[start Input]
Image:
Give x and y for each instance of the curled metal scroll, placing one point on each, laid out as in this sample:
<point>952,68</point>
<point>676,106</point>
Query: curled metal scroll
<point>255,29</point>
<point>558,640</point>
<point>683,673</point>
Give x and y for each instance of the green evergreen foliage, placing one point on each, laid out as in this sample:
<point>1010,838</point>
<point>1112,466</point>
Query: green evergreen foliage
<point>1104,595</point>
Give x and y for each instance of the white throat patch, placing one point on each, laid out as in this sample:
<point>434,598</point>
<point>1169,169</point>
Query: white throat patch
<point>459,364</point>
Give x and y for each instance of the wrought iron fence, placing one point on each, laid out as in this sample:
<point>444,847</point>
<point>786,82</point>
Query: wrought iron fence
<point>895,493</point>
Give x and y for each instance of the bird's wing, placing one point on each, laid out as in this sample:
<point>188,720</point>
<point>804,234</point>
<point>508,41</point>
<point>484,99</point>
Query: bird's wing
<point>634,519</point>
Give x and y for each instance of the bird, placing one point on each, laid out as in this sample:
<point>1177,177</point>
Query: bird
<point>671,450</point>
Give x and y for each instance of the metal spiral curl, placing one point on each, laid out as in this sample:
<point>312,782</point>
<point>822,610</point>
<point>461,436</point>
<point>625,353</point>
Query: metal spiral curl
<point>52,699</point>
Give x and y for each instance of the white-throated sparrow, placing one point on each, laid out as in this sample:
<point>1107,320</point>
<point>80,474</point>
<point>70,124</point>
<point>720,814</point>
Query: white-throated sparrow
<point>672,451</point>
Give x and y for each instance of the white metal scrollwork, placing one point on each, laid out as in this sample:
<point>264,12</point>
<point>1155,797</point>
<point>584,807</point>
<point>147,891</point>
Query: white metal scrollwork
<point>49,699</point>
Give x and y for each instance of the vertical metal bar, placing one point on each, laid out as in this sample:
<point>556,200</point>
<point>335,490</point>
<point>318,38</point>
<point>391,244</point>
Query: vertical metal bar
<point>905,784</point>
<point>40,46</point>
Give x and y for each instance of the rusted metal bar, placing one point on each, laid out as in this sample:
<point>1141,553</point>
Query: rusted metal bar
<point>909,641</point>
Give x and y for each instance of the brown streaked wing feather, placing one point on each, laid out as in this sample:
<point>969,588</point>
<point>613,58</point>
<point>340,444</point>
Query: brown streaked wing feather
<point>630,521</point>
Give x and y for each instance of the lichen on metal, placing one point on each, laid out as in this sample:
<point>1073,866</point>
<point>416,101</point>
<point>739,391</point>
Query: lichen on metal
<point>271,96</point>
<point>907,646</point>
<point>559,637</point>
[end Input]
### Request
Swap every "instance" for "occurrence" in the rows from the very first line through the line containing "<point>634,519</point>", both ends included. Rewrite only those lines and leave everything else in them unchanged.

### Solution to this problem
Image:
Give x and y for each occurrence of the curled metal scroll, placing one point on each, laid out as in this sample:
<point>952,68</point>
<point>676,106</point>
Query: curled metal scroll
<point>255,29</point>
<point>558,640</point>
<point>683,673</point>
Give x and y for each occurrence of the green evergreen foliage, placing one point on each, laid out as in this sample:
<point>1010,838</point>
<point>1112,466</point>
Query: green evergreen foliage
<point>1104,595</point>
Give x and y for each occurrence of the white throat patch, placing one point on each, laid out as in this sample:
<point>434,598</point>
<point>1169,169</point>
Query: white throat patch
<point>459,364</point>
Give x and y for each occurrence of the wrought iron fence, placing one point on each, laid out as in this sample:
<point>444,847</point>
<point>786,82</point>
Query: wrought iron fence
<point>895,493</point>
Give x and y for each occurrence of the bird's wing, placing one point on each, laid out as in this sample:
<point>188,720</point>
<point>804,234</point>
<point>508,41</point>
<point>484,99</point>
Query: bird's wing
<point>634,519</point>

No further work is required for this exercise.